**Estratto selezionato:**
• • • • •

Ok, è vero: l’accordo di Parigi è stato a suo tempo un risultato significativo, una bella dichiarazione di intenti, ed in assenza della COP non ci sarebbero altri luoghi di confronto in cui si possa discutere su un piano globale di ambiente ed emissioni climalteranti, però…
Abbiamo già rilevato l’anno scorso in questo post l’inconsistenza dei risultati raggiunti da queste COP: la CO2 in atmosfera (alla cui riduzione le COP sono prioritariamente vocate) è cresciuta inesorabilmente negli ultimi decenni, oltretutto con ratei di incremento crescenti nel tempo (tranne nel solo anno “covid”). Dopo 28 anni che un organismo fallisce nella sua mission principale continuare ad investirci non è solo uno spreco in termini di risorse e fiducia, ma un'attitudine diabolica e un danno, poiché si ostacola la ricerca di altri strumenti, magari più efficaci, in un contesto in cui il tempo a disposizione per evitare impatti sempre più rilevanti è sempre meno (non a caso il simbolo del movimento ambientalista XR è la clessidra).

• • • • •

**Materiale fornito:**
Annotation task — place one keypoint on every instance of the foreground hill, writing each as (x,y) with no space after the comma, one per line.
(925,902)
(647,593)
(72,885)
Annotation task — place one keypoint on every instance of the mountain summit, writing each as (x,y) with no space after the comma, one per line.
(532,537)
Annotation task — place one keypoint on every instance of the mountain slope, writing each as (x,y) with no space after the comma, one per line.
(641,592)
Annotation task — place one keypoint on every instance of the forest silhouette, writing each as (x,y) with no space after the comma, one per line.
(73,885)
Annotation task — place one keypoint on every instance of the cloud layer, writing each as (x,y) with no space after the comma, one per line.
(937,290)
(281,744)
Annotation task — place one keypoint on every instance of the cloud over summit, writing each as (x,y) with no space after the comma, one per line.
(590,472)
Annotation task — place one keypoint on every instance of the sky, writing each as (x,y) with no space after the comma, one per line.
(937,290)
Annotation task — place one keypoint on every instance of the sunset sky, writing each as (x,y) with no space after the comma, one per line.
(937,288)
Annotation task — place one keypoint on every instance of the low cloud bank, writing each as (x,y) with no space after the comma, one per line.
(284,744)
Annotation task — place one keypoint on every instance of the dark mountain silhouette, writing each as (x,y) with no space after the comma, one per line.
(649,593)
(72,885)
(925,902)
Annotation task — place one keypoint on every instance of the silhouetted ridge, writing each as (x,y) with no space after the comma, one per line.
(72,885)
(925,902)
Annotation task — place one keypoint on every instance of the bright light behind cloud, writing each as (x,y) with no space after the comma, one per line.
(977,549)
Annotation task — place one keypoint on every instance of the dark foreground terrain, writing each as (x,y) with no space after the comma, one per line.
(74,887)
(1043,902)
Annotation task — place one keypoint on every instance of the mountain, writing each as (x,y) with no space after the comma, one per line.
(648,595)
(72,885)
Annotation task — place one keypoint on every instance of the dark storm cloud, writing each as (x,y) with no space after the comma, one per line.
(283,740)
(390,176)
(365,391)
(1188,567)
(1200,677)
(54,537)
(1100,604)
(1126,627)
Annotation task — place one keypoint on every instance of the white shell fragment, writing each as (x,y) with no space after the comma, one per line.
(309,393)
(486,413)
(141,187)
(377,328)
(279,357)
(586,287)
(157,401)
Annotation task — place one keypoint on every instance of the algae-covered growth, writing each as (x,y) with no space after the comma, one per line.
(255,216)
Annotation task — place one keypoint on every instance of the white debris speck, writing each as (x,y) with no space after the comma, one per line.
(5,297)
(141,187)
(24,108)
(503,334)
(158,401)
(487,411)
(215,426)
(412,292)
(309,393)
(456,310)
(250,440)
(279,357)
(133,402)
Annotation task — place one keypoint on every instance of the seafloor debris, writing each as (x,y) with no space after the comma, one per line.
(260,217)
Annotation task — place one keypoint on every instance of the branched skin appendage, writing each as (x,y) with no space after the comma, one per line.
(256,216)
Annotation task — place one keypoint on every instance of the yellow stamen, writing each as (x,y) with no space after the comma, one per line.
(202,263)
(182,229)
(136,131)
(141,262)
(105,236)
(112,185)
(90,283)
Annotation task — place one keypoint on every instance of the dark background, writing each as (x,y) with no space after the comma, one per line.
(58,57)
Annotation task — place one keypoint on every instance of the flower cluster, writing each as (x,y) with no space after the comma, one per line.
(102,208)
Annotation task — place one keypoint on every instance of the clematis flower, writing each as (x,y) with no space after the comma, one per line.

• • • • •

**Obiettivo del compito:** Prosegui il testo sulle COP per il clima, riprendendo subito dopo la sua ultima frase.

**Risultato qui sotto:**
In questa edizione, il Presidente della Conferenza Sultan Al Jaber, (sorvolando per mancanza di parole sul fatto che a presiedere la COP sia il CEO della più importante azienda petrolifera degli Emirati e sulla sua dichiarazione alla fine della COP: “non esiste evidenza che l'eliminazione dei combustibili fossili impedisca di superare i +1,5 °C”), aveva dichiarato:
“Voglio che questa COP sia la COP che massimizza lo slancio verso la mitigazione, sono determinato a dimostrare che questa COP è una COP diversa, ci concentriamo sul mantenere 1,5 C° entro la nostra portata e sul raggiungimento della massima, più alta ed ambiziosa risposta”.
Ora l’unico risultato pare essere la messa in cantiere del Fondo per riparare i danni ambientali dei Paesi più poveri (e più colpiti). Al di là della discussione sulla adeguatezza delle risorse stanziate, vale la pena notare che: 1. comunque si sceglie la riparazione alla prevenzione del danno (la riparazione fa girare l’economia, la prevenzione la soffoca), corollario di questo assunto è che: 2. Il Fondo in questione sarà gestito dalla Banca mondiale, per cui presumibilmente le risorse stanziate torneranno in larga misura ai Paesi “benefattori”, le cui aziende saranno chiamate a realizzare gli interventi di ripristino resi necessari.
Probabilmente (quasi certamente, purtroppo…), l’anno prossimo scriveremo più o meno le stesse cose. Ma magari no, possiamo ottimisticamente sperare che si smetterà con questa consolidata e vana pratica delle COP per cercare un percorso più serio, più responsabile.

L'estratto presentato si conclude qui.